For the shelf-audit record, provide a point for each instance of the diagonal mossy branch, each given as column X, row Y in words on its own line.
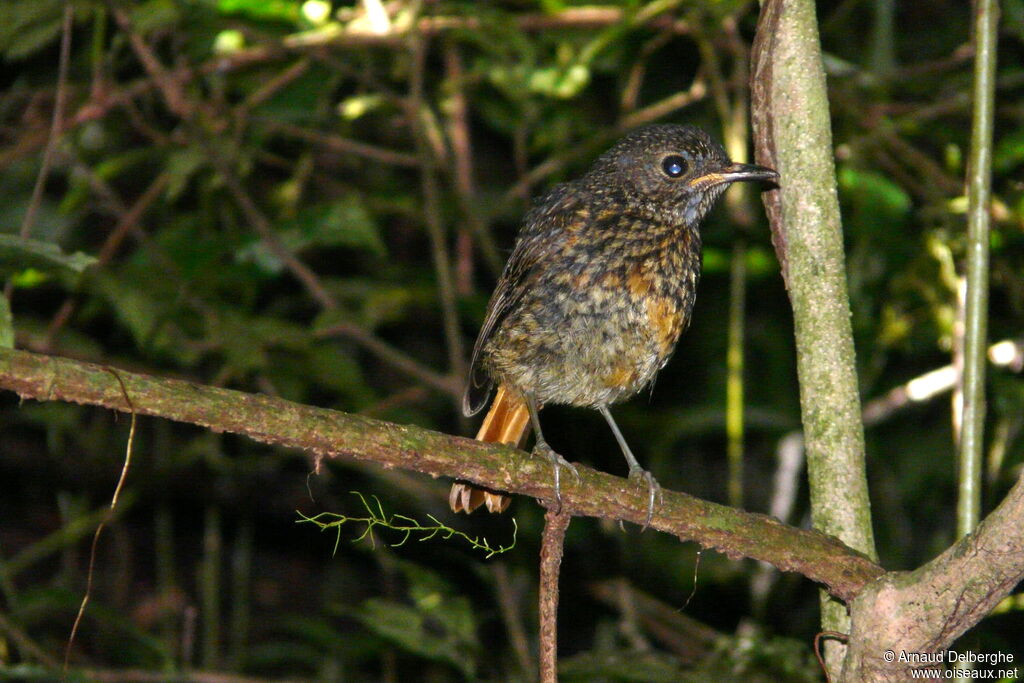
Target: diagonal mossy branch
column 330, row 433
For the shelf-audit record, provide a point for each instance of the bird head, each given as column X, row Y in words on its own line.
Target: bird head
column 671, row 173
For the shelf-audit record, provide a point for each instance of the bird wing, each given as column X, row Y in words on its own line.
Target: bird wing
column 542, row 233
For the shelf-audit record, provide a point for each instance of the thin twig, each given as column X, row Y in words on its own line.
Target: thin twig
column 432, row 211
column 552, row 545
column 56, row 122
column 462, row 154
column 102, row 524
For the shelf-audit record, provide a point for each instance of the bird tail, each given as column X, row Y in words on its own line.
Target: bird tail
column 507, row 422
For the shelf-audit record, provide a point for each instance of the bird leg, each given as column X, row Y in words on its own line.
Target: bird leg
column 636, row 472
column 541, row 447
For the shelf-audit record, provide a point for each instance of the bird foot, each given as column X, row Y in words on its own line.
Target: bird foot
column 653, row 488
column 557, row 462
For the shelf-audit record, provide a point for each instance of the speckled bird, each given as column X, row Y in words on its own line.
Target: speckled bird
column 599, row 287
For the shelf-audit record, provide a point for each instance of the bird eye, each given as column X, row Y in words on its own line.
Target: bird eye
column 674, row 166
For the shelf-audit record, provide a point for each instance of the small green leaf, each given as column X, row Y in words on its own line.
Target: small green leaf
column 17, row 255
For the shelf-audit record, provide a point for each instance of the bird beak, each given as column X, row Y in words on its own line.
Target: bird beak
column 736, row 173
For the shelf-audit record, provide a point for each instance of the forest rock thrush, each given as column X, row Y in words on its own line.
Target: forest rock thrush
column 598, row 289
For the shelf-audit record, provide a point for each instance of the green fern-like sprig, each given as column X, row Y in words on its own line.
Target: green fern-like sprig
column 401, row 524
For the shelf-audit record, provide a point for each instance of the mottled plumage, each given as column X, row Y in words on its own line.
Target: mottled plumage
column 601, row 282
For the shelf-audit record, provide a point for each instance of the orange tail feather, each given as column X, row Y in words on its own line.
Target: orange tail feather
column 507, row 422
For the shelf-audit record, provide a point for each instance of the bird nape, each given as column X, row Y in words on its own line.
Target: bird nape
column 599, row 287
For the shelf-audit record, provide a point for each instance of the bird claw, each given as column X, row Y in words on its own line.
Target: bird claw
column 653, row 488
column 557, row 462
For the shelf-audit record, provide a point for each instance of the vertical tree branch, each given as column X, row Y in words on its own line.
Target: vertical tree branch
column 552, row 543
column 794, row 135
column 976, row 302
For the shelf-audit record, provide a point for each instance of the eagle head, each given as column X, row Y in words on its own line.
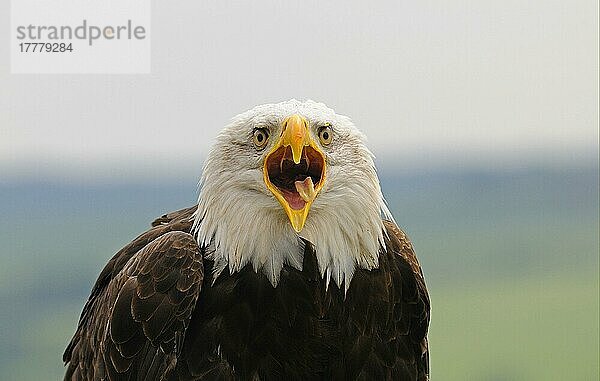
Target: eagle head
column 284, row 175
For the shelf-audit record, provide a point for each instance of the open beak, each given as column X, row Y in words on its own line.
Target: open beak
column 294, row 170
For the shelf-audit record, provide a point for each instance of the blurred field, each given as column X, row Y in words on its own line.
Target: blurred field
column 511, row 261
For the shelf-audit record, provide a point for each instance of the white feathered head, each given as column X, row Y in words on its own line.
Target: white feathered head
column 285, row 171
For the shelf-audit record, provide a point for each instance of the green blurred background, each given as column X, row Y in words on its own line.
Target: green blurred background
column 483, row 116
column 510, row 258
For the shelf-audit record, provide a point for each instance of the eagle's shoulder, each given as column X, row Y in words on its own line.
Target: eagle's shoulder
column 140, row 305
column 412, row 297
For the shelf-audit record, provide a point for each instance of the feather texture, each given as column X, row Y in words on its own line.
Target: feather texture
column 146, row 324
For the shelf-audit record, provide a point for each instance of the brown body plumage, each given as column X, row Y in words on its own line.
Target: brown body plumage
column 156, row 313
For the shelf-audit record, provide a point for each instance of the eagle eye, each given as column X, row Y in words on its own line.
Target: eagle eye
column 260, row 137
column 325, row 135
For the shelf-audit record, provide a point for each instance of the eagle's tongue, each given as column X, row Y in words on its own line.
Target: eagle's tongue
column 306, row 189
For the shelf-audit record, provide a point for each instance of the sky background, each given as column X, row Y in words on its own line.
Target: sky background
column 432, row 83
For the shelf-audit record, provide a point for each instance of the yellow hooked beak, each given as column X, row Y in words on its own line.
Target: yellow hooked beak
column 294, row 170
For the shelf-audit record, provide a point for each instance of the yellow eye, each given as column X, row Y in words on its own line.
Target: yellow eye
column 325, row 135
column 260, row 137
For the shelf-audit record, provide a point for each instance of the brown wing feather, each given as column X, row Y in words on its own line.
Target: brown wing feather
column 133, row 325
column 412, row 310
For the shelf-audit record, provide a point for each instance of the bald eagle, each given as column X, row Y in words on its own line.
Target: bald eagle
column 289, row 267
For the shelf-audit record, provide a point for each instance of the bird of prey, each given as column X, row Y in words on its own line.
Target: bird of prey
column 290, row 267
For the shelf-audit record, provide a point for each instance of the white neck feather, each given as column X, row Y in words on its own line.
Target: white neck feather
column 241, row 223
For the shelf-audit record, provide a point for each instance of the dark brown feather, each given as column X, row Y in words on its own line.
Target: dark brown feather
column 242, row 328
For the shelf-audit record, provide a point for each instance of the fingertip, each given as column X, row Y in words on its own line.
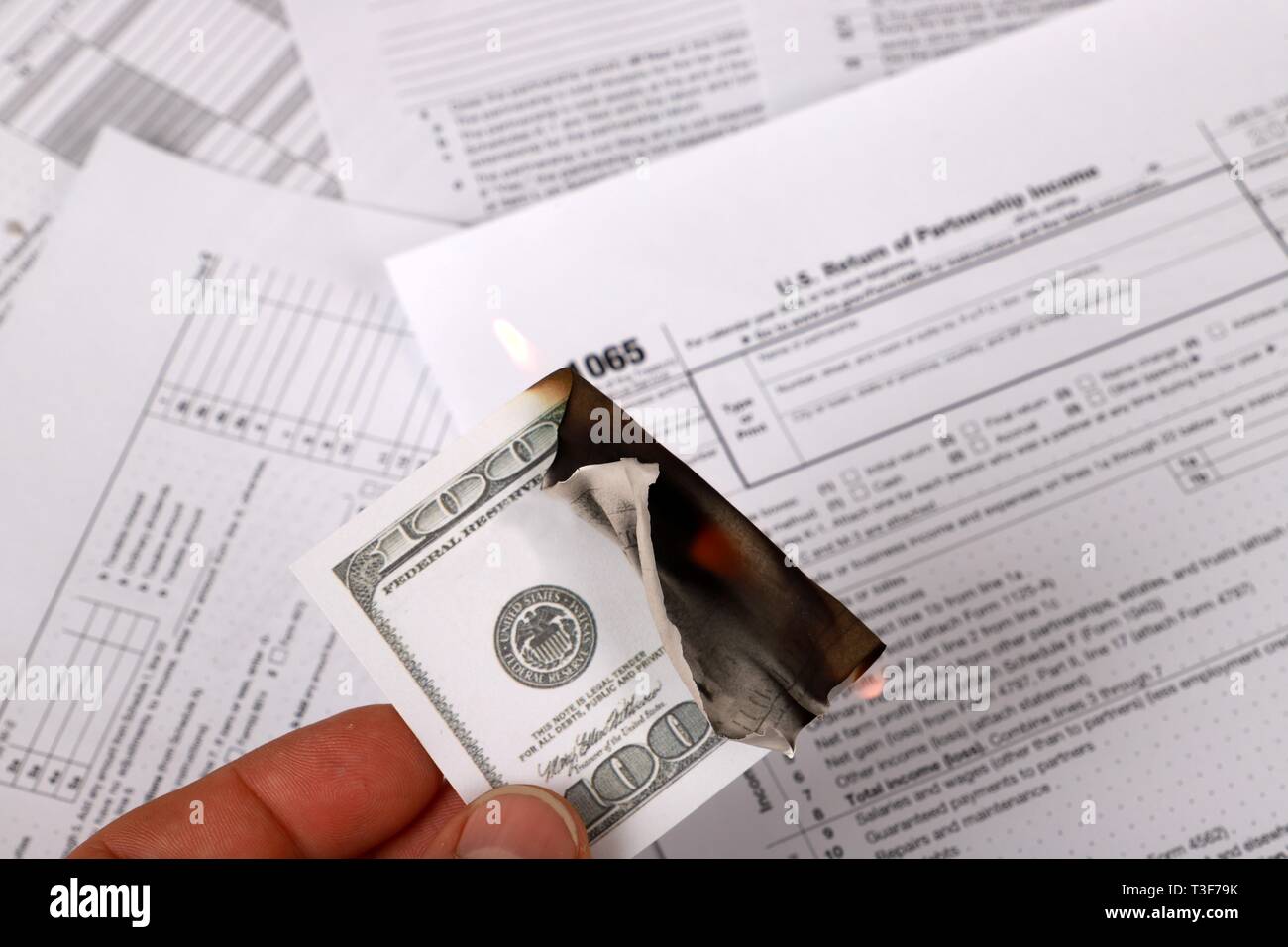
|---|
■ TO BE DONE: Repeat the data above verbatim, from its first line up to and including the line with "column 674, row 166". Omit the pictures.

■ FINISHED ANSWER:
For the shelf-audit record, provide a point for each instance of the diagonal mossy branch, each given as column X, row Y in words on its own line.
Target: diagonal mossy branch
column 330, row 433
For the shelf-audit record, provide a point for each instance of the bird head, each given as column X, row Y in words on its own line.
Target: bird head
column 671, row 173
For the shelf-audit record, provide a point for each instance of the bird wing, each given as column X, row Y in words on its own line.
Target: bird wing
column 542, row 233
For the shelf-audit record, provide a point for each instance of the thin twig, each given as column X, row Y in words on its own line.
Target: thin twig
column 432, row 211
column 552, row 545
column 56, row 122
column 462, row 154
column 102, row 524
For the shelf-audit record, provide a point for each instance of the bird tail, each given as column X, row Y in words on its own line.
Target: bird tail
column 507, row 422
For the shelf-audit record, provide a point for each instance of the bird leg, each given as column X, row Y in words on its own line.
Target: bird leg
column 636, row 472
column 541, row 447
For the shelf-audit record, provide a point for each instance of the bird foot, each given as column X, row Y in words on its own line.
Target: bird foot
column 653, row 488
column 557, row 462
For the shelf-audit record, provide a point for each instance of the speckled bird, each given as column X, row Y in words on its own line.
Target: speckled bird
column 599, row 287
For the shelf-audit record, provide a point for each instance of the bird eye, each given as column X, row Y in words on its own line.
Target: bird eye
column 674, row 166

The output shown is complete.